■ **Source text**
Last week, the university released the results of the campus climate survey that kicked off in February 2019 after former Chancellor Jeffery Vitter resigned, Ed Meek’s name was removed from the journalism school and university professors published the UM Race Diary Project. The university now plans to hold forums on Sept. 29 and 30 with specific groups of campus constituents to discuss plans to utilize the survey results on campus.
Most of the survey findings were consistent with the campus climate surveys that Rankin & Associates has conducted at 220 other universities.
Sue Rankin, of Rankin & Associates, said that the survey’s information has to be “taken with a grain of salt” because Rankin & Associates is the only company with a data set on campus climates.
“We think you should use this as your baseline,” Rankin said. “You can use this as a benchmark for yourself because a lot of the institutions in our project are not the University of Mississippi. They (don’t have) the same contextual, political (and) social things that you’re dealing with compared to say, New York University or the University of Washington.”
The number of respondents at UM who said they experienced unwanted sexual misconduct was lower than average. Around 15% of the students, faculty and staff who were polled for the survey said they experienced unwanted sexual misconduct, while the mean for this statistic at other universities that have participated in Rankin & Associates surveys is 24%.
According to the survey, undergraduate women at UM are the overwhelming majority of those who experience unwanted sexual contact or sexual assault.
“We know from the literature that sexual misconduct on these sexual contact happens first year, first semester, first six weeks,” Rankin said.
Some other results that varied from other universities were that faculty and staff felt one of the main reasons they face harassment on campus is because of their political views, and students feel that one of the main reasons they experience harassment is due to “being in an organization.”
Rankin said she believed that the reason faculty and staff might feel they are being ostracized for their political views is that there have been several politically stirring issues on campus in the past several years, such as the relocation of the Confederate monument. She added that students feeling left out because of affiliation with a particular organization was something that almost never came up in surveys at other universities, and she believed that it was probably happening at UM because of the large Greek system on campus.
“One of the things that we’ve talked about with the committee, and students kind of agree with us, is that perhaps (students feeling this way) is because of the very large fraternity and sorority system that you have at UM,” Rankin said. “If you’re not part (of it), you could be feeling that conduct, or if you are part (of it), you could be feeling that conduct.”
On Tuesday, the university hosted a question and answer session via Zoom about the climate survey results with consultants from Rankin & Associates, the consulting firm contracted to conduct the study, and university administrators.
Shawnboda Mead, interim vice chancellor for diversity and community engagement, said there are three areas that the university has already identified where they can use the survey results on campus.
“In terms of staff, creating toolkits for managers to help improve hiring and supervision skills,” Mead said. “For faculty, creating more inclusive classrooms, advising (and) training opportunities to include inclusive teaching, strategies and advising along those lines. Then for students, more cohort-based models to help create and foster a sense of belonging.”
Mead said that the impact of the COVID-19 pandemic might modify how the survey results are utilized, but the survey results are important nonetheless.
“The impact of COVID-19 cannot be overstated, (but) the findings of this report remain relevant because even with the majority of interactions taking place as virtual engagements, we still experience a campus climate,” Mead said. “Especially during these challenging times, a more positive campus climate improves learning, well-being, productivity and success of students, faculty and staff.
The survey results showed that one of the top reasons students want to leave the university is a lack of a sense of belonging, and staff sometimes don’t feel like they have opportunities to move up in their departments.
The university will wait for feedback from the forums that will be held on Sept. 29 and 30 before it moves forward with any plans.

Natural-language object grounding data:
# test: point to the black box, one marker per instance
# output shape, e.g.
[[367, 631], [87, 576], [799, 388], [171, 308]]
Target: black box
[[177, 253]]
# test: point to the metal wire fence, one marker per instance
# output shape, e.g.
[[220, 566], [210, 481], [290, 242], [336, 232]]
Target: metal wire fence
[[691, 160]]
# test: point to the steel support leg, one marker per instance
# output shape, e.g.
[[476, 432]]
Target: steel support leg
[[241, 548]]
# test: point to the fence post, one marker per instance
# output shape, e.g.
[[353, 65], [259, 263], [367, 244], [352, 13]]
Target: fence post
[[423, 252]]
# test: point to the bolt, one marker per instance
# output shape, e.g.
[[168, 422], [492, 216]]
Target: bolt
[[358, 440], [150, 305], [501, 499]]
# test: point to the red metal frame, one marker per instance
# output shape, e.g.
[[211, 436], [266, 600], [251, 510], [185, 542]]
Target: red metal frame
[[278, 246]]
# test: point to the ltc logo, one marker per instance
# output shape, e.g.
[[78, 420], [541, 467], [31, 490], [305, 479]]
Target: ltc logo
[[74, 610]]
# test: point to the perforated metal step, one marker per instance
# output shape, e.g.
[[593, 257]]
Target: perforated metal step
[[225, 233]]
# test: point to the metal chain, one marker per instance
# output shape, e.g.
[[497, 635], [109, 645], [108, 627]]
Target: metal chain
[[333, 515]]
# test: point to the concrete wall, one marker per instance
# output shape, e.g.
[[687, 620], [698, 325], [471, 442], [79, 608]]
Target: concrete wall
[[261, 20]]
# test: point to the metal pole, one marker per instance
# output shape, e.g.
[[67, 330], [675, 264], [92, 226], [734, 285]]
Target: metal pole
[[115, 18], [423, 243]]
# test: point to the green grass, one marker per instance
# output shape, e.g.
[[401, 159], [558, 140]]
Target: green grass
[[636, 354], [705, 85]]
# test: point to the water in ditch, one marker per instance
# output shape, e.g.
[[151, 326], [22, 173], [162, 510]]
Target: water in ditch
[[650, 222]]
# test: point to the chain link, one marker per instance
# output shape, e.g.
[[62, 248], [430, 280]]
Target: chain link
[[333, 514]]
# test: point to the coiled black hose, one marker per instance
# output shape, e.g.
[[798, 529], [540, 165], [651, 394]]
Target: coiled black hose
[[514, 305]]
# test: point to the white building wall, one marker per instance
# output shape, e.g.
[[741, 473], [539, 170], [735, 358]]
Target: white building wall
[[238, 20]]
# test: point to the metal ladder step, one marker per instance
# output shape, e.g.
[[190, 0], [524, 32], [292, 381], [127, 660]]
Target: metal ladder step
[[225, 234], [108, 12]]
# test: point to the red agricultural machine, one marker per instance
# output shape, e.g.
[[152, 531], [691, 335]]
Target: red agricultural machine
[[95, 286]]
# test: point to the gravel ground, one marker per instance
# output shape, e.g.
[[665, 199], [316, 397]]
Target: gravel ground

--

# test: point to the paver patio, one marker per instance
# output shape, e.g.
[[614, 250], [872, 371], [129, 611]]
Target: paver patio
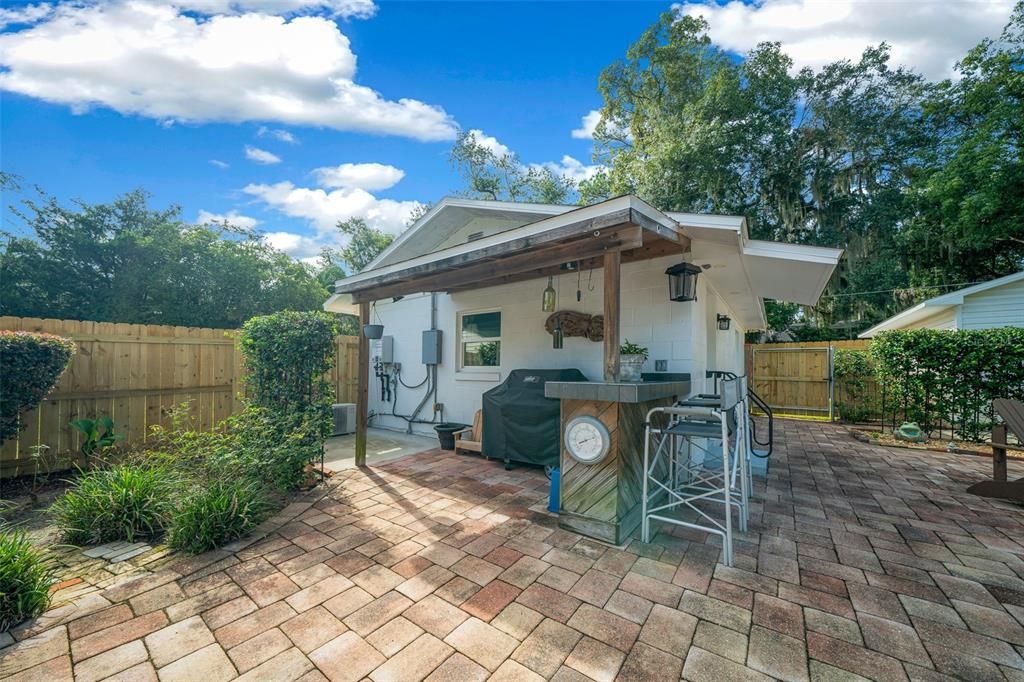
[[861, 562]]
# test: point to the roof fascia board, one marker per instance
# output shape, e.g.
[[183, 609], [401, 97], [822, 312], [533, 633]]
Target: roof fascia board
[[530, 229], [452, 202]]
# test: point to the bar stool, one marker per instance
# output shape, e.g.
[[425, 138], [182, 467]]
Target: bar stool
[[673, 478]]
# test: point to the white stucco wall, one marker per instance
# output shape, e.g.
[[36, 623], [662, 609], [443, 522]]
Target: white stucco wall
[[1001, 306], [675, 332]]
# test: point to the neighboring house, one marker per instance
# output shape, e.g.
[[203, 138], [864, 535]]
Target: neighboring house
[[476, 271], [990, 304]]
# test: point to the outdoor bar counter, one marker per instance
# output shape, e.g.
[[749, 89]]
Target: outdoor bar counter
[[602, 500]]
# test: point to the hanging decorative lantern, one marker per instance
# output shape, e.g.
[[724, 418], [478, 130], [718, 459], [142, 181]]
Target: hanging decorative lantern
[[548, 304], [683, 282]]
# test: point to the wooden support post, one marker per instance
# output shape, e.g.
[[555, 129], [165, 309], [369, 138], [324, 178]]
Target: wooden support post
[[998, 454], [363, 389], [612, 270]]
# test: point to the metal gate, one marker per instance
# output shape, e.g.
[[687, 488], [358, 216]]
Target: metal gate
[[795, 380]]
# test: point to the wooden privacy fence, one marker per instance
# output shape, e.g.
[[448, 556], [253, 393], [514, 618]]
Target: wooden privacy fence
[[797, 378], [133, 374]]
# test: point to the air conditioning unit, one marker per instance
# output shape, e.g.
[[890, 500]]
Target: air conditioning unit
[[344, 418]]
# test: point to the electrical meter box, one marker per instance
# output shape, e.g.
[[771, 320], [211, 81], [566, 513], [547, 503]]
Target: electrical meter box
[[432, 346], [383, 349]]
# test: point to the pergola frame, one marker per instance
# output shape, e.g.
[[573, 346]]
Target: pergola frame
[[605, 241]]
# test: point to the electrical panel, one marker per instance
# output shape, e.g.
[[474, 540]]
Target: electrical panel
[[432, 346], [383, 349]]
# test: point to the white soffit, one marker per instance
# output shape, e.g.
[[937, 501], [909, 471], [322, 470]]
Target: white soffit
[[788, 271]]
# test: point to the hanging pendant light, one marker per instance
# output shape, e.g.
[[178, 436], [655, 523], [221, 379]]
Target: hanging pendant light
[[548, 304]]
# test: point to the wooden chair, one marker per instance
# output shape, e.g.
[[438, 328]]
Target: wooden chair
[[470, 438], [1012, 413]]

...

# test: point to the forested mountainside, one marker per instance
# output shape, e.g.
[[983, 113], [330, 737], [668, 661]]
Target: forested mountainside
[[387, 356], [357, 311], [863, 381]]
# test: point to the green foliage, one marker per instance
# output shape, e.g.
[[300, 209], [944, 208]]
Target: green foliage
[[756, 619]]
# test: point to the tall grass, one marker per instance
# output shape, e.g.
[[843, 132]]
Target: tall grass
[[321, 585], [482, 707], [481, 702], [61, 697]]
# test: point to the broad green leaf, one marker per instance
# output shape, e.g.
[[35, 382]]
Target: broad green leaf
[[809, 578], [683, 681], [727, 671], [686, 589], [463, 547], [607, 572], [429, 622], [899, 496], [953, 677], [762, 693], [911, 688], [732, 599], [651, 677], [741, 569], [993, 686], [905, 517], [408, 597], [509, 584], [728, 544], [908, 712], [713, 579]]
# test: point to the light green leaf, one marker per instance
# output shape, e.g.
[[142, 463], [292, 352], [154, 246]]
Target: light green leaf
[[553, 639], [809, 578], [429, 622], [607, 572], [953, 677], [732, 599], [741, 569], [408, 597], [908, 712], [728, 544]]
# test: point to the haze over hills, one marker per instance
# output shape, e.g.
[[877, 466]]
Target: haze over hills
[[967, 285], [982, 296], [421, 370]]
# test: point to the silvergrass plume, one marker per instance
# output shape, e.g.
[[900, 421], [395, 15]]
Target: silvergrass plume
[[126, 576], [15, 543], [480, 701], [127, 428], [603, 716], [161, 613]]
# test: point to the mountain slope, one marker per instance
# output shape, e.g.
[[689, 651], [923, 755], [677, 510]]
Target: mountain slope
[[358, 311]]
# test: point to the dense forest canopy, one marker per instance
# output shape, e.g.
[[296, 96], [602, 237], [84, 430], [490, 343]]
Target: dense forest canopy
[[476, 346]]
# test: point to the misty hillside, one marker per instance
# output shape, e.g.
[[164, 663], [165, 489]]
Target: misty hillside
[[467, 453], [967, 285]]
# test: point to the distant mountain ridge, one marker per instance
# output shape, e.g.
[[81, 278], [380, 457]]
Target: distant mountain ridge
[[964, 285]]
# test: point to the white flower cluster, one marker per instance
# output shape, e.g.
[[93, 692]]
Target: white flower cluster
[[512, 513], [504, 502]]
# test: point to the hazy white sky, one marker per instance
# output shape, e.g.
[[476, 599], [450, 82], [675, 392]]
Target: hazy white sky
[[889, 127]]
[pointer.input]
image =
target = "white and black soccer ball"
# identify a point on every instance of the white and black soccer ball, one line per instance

■ **Tasks to complete**
**a)** According to the article on the campus climate survey, what share of the UM students, faculty and staff polled said they experienced unwanted sexual misconduct?
**b)** Reproduce everything in the article on the campus climate survey from "Mead said that" down to "are important nonetheless.", swapping "pandemic" for "outbreak".
The entries have no connection to the article on the campus climate survey.

■ **Responses**
**a)** Around 15%.

**b)**
Mead said that the impact of the COVID-19 outbreak might modify how the survey results are utilized, but the survey results are important nonetheless.